● **What you should do**: How many lines in the records below contain the string "target"? Case counts. Reply with the number alone.

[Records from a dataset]
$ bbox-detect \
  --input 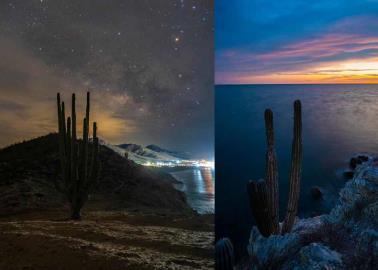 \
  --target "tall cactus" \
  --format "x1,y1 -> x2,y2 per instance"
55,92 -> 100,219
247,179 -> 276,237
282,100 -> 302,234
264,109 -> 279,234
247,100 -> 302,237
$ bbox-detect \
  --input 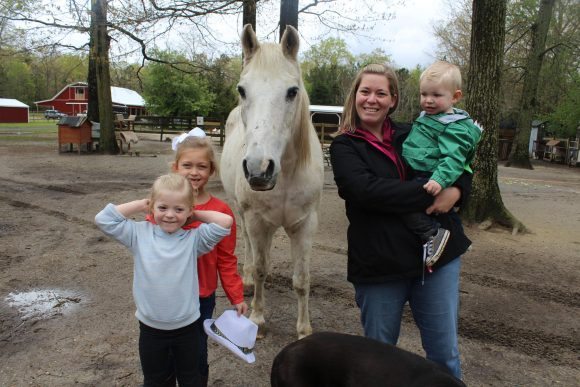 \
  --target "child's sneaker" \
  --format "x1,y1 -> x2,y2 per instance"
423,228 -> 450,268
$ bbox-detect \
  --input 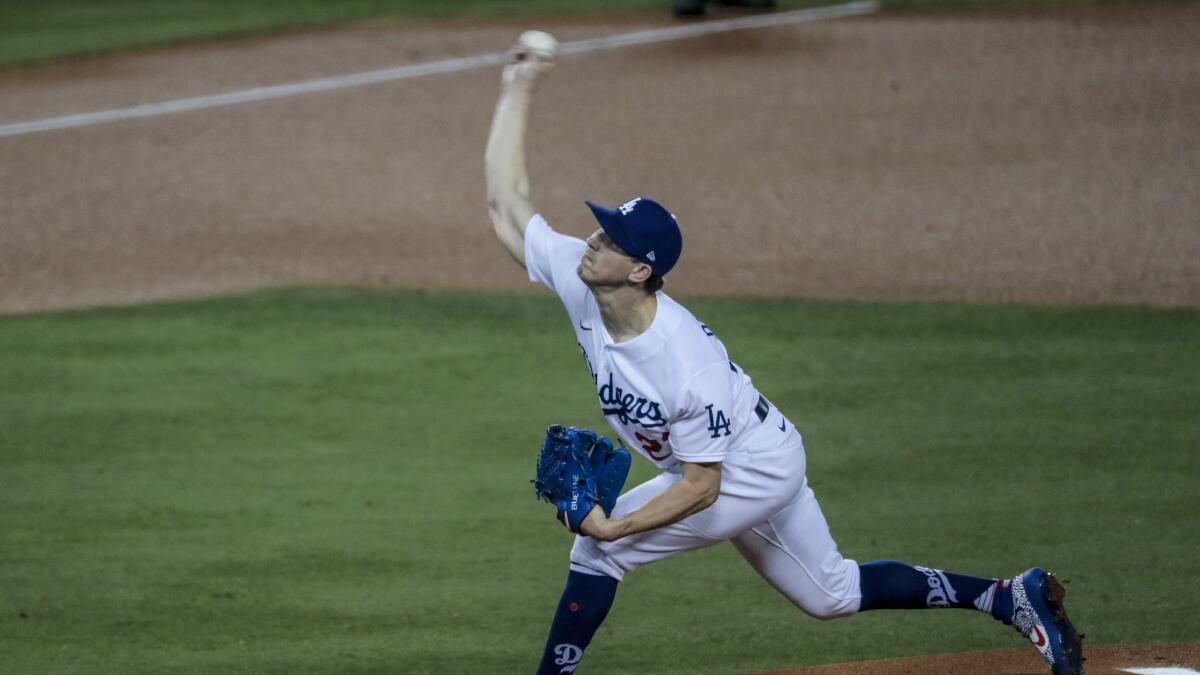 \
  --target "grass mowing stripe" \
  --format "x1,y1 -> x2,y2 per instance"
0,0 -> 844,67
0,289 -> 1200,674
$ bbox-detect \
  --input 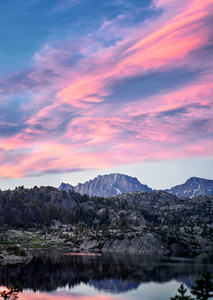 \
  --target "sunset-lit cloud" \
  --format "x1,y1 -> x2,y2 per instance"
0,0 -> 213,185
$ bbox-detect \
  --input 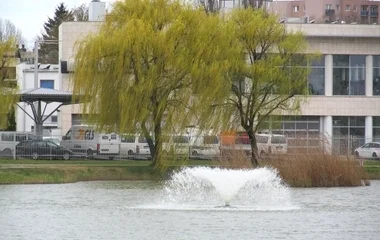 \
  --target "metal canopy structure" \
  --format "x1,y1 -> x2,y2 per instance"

● **Right answer**: 5